== Given problem A ==
In the passage on the Deutsche Bank settlement, echo the text from "The Frankfurt-based bank" up to and including "of $14 billion.".

== Reading text ==

Deutsche’s agreement represents the largest resolution for the conduct of a single entity in misleading investors in residential mortgage-backed securities, the department said in a statement. The settlement was higher than the $7 billion paid by Citigroup to federal and state authorities in 2014.
“Deutsche Bank did not merely mislead investors: it contributed directly to an international financial crisis,” Attorney General Loretta Lynch said in the statement.
John Cryan, Deutsche’s chief executive, said that the bank’s conduct between 2005 and 2007 fell short of standards and was “unacceptable.” He said the bank had exited many of the underlying activities and improved standards. Deutsche Bank ADR-listed shares closed down 3.2 percent to $18.56 on the New York Stock Exchange.
The Frankfurt-based bank announced it had reached the agreement in principle with US authorities on Dec. 23. Its stock price hit a record low in September after the bank acknowledged the Justice Department made an opening demand of $14 billion.

== Material for this task ==

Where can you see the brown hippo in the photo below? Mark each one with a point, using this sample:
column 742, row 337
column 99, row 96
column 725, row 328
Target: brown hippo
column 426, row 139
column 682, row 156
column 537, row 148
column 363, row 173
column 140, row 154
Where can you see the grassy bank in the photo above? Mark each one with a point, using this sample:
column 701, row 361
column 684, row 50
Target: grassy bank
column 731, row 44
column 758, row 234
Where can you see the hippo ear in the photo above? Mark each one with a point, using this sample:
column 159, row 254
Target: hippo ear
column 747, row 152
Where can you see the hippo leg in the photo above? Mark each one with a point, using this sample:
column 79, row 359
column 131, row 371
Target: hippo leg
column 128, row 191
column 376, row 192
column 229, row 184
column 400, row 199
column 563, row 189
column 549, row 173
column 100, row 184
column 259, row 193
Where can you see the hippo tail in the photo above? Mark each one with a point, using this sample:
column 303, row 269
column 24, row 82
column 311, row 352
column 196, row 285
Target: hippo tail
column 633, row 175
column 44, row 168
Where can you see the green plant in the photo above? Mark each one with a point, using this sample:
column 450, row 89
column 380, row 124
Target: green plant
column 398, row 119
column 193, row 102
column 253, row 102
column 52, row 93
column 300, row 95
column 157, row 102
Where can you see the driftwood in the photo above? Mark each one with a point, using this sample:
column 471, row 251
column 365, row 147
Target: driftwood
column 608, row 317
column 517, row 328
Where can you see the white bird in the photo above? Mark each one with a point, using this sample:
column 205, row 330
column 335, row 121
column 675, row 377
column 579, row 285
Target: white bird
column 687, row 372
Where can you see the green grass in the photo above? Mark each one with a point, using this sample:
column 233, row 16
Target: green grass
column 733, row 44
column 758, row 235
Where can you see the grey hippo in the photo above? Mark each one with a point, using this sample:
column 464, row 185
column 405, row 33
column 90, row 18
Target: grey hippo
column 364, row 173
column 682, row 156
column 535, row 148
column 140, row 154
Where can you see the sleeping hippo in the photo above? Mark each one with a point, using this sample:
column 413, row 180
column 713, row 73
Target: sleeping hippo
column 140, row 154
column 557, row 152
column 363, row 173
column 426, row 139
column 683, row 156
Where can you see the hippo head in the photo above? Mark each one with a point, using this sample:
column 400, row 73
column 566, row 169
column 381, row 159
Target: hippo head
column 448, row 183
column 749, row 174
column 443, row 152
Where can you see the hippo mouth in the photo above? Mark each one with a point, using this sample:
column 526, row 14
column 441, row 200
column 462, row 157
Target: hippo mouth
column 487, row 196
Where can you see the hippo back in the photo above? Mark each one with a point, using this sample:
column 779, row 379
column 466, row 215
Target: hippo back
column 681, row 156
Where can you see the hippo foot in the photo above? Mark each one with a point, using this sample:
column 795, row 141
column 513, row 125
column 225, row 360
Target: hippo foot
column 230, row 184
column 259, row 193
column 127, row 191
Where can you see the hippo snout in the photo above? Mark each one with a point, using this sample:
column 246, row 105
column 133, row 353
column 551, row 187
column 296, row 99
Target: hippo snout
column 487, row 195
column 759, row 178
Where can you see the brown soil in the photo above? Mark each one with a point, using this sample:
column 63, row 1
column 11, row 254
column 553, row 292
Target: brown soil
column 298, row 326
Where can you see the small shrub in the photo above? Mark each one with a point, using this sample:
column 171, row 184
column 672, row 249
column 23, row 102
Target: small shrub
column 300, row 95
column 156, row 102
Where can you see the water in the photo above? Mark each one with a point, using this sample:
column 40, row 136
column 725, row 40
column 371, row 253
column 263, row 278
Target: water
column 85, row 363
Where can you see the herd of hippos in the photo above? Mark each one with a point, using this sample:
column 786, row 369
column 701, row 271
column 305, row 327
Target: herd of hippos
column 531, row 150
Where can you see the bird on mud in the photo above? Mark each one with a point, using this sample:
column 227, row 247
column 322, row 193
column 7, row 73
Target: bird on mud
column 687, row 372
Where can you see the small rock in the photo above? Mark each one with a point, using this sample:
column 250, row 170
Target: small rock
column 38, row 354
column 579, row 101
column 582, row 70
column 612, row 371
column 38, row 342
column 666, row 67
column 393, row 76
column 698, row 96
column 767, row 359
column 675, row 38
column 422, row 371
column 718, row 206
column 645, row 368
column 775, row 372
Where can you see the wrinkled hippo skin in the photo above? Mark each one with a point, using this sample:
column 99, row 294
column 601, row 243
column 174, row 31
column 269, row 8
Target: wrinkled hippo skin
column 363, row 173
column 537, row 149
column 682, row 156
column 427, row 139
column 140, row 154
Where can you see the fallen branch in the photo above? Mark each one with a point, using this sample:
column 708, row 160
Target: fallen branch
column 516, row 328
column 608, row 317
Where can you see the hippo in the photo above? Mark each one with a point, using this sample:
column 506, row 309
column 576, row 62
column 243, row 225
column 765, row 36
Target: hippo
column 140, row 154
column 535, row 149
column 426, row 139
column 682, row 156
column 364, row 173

== Given problem B ==
Duplicate the entries from the line with "Where can you see the brown soil" up to and including the line with "column 298, row 326".

== Complete answer A ==
The Frankfurt-based bank announced it had reached the agreement in principle with US authorities on Dec. 23. Its stock price hit a record low in September after the bank acknowledged the Justice Department made an opening demand of $14 billion.

== Complete answer B ==
Where can you see the brown soil in the photo above? Mark each one with a point, using this sample:
column 63, row 1
column 11, row 254
column 553, row 292
Target: brown soil
column 298, row 326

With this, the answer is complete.